▶ Work task
Please tally the lines in the data below that include the string "mask", and reply with only the total.

[Stored data entries]
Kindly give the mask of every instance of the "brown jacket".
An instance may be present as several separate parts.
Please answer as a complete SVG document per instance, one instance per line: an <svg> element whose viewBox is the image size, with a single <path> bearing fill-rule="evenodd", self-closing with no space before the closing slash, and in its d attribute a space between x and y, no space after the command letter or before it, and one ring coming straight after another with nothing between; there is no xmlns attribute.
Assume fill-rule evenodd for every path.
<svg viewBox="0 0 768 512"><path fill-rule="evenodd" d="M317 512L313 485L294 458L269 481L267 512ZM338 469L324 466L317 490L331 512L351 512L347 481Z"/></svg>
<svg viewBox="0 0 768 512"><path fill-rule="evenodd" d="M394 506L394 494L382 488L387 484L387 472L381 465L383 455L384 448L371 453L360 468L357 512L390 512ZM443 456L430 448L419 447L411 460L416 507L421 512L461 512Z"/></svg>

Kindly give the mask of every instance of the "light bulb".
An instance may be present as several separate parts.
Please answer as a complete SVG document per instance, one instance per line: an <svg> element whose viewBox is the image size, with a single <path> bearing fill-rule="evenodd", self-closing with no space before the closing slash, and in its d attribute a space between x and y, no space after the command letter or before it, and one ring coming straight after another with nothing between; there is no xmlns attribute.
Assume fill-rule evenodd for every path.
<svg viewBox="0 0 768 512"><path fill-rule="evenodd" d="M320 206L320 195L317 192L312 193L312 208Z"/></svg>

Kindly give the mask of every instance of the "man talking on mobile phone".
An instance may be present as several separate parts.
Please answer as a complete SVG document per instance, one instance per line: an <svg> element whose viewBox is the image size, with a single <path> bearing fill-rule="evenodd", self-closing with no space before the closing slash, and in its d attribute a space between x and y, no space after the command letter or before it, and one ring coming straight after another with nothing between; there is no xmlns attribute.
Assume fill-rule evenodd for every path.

▶ Exercise solution
3